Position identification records
========
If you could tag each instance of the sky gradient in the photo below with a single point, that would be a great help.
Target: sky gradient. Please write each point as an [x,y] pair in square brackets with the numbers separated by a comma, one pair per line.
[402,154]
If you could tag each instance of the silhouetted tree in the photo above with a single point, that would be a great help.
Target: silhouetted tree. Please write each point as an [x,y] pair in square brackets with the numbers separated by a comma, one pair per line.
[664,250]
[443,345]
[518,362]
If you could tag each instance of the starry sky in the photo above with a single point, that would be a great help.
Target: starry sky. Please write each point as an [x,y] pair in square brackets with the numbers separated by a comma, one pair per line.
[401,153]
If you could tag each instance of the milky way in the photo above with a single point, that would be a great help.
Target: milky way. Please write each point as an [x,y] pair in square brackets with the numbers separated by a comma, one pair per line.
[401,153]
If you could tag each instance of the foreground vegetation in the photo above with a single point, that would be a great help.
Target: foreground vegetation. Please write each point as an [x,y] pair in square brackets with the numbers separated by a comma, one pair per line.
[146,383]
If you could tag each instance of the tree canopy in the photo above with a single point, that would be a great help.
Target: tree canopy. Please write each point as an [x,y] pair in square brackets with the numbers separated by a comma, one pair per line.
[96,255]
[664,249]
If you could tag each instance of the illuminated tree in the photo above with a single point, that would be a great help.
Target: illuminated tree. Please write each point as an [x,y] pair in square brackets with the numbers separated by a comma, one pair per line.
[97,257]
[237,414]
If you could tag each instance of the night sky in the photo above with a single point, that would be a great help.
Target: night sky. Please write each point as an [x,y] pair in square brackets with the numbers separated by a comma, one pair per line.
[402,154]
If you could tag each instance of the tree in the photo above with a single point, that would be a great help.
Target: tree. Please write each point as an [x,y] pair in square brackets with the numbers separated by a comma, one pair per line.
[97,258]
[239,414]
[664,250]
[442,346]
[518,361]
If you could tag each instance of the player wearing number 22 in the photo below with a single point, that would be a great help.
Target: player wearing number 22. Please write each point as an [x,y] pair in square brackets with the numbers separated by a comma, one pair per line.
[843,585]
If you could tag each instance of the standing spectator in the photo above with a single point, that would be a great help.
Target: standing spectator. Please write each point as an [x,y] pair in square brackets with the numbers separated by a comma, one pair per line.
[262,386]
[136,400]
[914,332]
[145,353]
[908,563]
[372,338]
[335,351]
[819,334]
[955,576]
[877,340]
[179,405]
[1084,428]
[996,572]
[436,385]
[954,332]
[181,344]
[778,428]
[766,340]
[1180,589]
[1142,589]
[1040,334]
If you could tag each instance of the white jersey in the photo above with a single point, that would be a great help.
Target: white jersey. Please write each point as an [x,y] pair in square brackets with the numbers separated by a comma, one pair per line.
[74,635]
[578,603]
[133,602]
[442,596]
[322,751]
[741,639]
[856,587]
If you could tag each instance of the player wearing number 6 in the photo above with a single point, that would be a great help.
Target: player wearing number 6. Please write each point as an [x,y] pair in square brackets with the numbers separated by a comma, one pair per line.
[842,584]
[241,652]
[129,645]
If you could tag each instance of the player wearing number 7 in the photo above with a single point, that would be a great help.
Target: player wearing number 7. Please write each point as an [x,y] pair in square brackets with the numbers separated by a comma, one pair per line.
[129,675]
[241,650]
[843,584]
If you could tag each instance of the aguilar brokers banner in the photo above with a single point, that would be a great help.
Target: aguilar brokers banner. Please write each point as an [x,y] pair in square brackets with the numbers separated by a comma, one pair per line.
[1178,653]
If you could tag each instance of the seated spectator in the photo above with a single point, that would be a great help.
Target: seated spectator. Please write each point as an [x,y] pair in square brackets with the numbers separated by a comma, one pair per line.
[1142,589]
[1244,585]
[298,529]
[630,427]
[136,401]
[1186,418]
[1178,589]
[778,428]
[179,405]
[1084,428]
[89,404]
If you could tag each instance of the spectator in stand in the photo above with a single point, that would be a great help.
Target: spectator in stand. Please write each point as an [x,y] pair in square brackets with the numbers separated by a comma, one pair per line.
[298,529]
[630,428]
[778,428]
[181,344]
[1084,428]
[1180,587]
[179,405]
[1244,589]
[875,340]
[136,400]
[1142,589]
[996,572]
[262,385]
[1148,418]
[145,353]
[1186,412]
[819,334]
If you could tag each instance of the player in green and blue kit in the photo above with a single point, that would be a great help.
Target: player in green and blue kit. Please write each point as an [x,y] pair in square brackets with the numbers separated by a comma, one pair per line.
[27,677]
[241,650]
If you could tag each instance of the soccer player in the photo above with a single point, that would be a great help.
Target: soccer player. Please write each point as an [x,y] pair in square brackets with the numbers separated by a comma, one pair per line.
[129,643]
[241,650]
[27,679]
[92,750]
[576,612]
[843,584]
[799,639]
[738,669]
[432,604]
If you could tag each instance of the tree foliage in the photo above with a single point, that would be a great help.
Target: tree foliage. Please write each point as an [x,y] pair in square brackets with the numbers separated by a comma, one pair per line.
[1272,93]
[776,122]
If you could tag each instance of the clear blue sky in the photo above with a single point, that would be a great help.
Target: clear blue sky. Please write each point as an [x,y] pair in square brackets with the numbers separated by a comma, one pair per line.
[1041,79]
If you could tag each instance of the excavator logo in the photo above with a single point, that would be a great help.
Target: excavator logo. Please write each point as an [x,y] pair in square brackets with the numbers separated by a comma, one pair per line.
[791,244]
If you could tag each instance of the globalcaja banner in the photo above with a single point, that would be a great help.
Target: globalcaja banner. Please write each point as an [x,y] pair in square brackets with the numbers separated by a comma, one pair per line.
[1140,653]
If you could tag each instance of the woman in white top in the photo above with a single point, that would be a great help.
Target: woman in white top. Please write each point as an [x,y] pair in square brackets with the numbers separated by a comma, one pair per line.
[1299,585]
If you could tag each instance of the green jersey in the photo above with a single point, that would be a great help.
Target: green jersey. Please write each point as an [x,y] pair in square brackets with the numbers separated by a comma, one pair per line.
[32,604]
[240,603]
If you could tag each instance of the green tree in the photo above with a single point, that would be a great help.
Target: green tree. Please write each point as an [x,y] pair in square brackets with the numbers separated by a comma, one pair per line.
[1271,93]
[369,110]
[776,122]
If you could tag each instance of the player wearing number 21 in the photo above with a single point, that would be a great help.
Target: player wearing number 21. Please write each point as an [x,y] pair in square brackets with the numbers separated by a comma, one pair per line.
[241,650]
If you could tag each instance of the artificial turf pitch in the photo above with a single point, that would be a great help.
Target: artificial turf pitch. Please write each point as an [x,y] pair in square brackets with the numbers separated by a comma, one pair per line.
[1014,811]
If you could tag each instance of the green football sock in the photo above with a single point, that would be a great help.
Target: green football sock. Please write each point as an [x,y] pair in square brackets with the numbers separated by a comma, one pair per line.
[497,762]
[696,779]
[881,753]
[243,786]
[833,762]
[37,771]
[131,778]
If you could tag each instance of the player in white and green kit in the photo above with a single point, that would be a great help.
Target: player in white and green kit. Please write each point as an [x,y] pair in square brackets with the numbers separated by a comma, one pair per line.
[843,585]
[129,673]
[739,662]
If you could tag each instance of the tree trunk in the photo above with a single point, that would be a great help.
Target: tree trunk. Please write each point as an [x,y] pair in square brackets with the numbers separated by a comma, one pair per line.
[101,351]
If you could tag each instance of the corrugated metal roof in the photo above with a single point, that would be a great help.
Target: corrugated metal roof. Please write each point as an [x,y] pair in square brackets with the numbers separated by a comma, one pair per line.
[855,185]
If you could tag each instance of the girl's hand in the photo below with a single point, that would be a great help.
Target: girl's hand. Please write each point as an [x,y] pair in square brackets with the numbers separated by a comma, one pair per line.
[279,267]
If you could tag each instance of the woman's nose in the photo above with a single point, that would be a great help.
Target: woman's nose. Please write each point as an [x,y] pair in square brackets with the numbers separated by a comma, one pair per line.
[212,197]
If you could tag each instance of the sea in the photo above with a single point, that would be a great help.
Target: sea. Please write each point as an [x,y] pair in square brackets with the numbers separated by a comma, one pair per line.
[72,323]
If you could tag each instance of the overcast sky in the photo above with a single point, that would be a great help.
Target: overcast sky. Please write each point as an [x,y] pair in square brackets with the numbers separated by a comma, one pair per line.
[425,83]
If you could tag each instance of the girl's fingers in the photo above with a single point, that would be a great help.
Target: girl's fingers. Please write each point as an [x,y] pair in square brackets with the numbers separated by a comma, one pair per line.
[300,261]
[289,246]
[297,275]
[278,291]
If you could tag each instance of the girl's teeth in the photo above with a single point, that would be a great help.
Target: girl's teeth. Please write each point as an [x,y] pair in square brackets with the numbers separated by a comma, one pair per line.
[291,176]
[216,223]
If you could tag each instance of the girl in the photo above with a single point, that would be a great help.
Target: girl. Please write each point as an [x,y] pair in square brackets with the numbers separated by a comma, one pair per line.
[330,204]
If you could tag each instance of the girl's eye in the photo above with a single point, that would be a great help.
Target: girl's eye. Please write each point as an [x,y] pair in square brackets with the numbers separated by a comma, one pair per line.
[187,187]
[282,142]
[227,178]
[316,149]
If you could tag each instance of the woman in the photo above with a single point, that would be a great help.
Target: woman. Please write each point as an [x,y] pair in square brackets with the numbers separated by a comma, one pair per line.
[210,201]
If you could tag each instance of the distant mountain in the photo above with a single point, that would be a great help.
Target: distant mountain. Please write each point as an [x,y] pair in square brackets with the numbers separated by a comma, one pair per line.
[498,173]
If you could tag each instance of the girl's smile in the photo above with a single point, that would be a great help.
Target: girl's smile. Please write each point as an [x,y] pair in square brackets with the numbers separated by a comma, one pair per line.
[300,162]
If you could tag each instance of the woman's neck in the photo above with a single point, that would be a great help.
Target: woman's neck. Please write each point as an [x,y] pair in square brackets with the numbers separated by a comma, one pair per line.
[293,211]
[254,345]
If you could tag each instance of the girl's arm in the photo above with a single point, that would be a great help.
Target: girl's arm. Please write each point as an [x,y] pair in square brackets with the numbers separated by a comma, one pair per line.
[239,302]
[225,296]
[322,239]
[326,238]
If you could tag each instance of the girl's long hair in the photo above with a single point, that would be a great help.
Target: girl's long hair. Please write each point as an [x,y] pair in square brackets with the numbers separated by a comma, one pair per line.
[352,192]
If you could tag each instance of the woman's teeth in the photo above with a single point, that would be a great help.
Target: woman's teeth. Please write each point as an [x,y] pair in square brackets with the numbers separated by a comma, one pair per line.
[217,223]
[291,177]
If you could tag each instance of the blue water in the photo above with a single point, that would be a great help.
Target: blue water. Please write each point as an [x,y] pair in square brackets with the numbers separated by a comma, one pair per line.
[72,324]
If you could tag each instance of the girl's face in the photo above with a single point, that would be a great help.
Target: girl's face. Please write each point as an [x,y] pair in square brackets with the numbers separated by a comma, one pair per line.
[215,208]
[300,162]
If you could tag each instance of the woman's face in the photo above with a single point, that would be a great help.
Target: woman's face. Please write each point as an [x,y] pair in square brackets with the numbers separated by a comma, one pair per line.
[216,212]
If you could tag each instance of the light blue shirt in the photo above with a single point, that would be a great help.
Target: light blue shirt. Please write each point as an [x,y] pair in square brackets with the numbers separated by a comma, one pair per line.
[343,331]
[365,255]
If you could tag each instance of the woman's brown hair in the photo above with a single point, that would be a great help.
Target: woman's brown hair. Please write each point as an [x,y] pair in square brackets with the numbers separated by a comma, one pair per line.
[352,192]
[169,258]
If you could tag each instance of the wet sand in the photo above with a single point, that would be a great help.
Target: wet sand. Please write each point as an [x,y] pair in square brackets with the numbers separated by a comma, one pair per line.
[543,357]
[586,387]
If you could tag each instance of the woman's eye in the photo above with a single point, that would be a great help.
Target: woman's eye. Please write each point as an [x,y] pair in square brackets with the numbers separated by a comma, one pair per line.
========
- What you need to do
Output the line containing "If you could tag each instance of the blue" and all lines after it to the end of the records, exactly as given.

- Result
If you could tag each instance of the blue water in the photo above with a single point, that would be a great help.
Target: blue water. Please write each point as an [x,y] pair in square brackets with the numbers separated by a comma, one pair per line.
[72,324]
If you could tag each instance of the girl's face in the photo above with a single point, that would be a great help.
Target: girl's face. Please write each point as an [x,y] pair in square brackets with the numbers separated by a comma, one pair per line.
[215,208]
[300,162]
If you could tag each instance of the woman's face in the photo above with a single point, that would be a great help.
Target: woman's face. Please write each point as an [x,y] pair in square brackets with the numbers separated by a comma, one pair per line.
[216,212]
If you could tag each instance of the light blue shirt in the photo above with a single point, that would be a great help.
Target: light blue shirt. Please write each point as an [x,y] pair in square brackets with the numbers separated by a comma, one pair per line.
[343,331]
[365,255]
If you could tag each instance of the woman's brown hair in the photo above with a single point, that would be a great help.
Target: woman's brown hair. Please write each point as an [x,y] pair in square brackets with the numbers separated by a comma, one pair per line.
[352,192]
[169,258]
If you could tag each instance of the wet sand in the photo above with a single point, that would be a great help.
Target: wet sand. Please write each point as an [x,y] pair in square brackets with the numbers separated by a comma, one pair per line.
[543,357]
[586,387]
If you could tag each instance of the woman's eye in the photo above with a single point, that would be a great help.
Target: woman's eye. Please write each point as an [x,y] pair in square brackets with the numbers separated by a comma, one pair per line.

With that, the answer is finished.